> _DOCUMENT SEGMENT_
-------------------------
- Vaughan Williams in 1922
- Language: English
- Based on: Riders to the Sea by John Millington Synge
- Premiere: 1 December 1937 Royal College of Music, London

= Riders to the Sea (opera) =

Opera by Ralph Vaughan Williams

Riders to the Sea is a short one-act opera by Ralph Vaughan Williams, based on the play of the same name by John Millington Synge. The composer completed the score in 1927, but it was not premiered until 1 December 1937, at the Royal College of Music, London. The opera remained largely the province of students and amateurs until it entered the repertoire of Sadler's Wells in 1953.

Vaughan Williams set Synge's text essentially intact, with only a small number of changes. Although the vocal score had been in print since 1936, the full orchestral score was not published until 1973. The composer Edmund Rubbra characterised this work as less an opera than a "spoken drama raised in emotional power and expressiveness to the nth degree". Hugh Ottaway and Michael Kennedy have commented on musical connections between the opera and Vaughan Williams's later Symphony No. 6. Caireann Shannon has noted that Vaughan Williams deliberately avoided use of folksong in the music, and instead relied on the rhythms inherent in Synge's text for the composition.

==Roles==

| Role | Voice type | Premiere Cast, 1 December 1937 (Conductor: Malcolm Sargent) |
|---|---|---|
| Bartley | baritone | Alan Coed |
| Cathleen | soprano | Janet Smith-Miller |
| Maurya | contralto | Olive Hall |
| Nora | soprano | Marjorie Steventon |
| A Woman | mezzo-soprano | Grace Wilkinson |

==Synopsis==
Before the opera begins: Maurya, an elderly Irishwoman, has lost her husband, father-in-law, and four of her six sons at sea.
-------------------------
> _SOURCE EXCERPT_
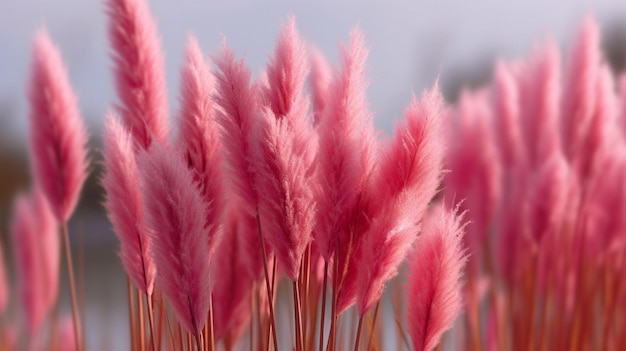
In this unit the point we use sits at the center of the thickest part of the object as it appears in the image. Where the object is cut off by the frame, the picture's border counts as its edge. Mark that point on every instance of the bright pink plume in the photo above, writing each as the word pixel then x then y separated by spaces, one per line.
pixel 434 283
pixel 58 138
-------------------------
> _DIRECTIVE 1_
For each statement, say yes or no according to the article on the opera, quoting the words that decide it: (a) Vaughan Williams completed the score in 1927; (b) the full orchestral score was published in 1936; (c) the music draws heavily on folksong.
> _DIRECTIVE 2_
From the article on the opera, extract the part that opens with the words containing "- Vaughan Williams" and closes with "Wells in 1953.".
The data has no connection to the article on the opera.

> _EXPECTED OUTPUT 1_
(a) Yes: "The composer completed the score in 1927"
(b) No: "the full orchestral score was not published until 1973"
(c) No: "Vaughan Williams deliberately avoided use of folksong in the music"

> _EXPECTED OUTPUT 2_
- Vaughan Williams in 1922
- Language: English
- Based on: Riders to the Sea by John Millington Synge
- Premiere: 1 December 1937 Royal College of Music, London

= Riders to the Sea (opera) =

Opera by Ralph Vaughan Williams

Riders to the Sea is a short one-act opera by Ralph Vaughan Williams, based on the play of the same name by John Millington Synge. The composer completed the score in 1927, but it was not premiered until 1 December 1937, at the Royal College of Music, London. The opera remained largely the province of students and amateurs until it entered the repertoire of Sadler's Wells in 1953.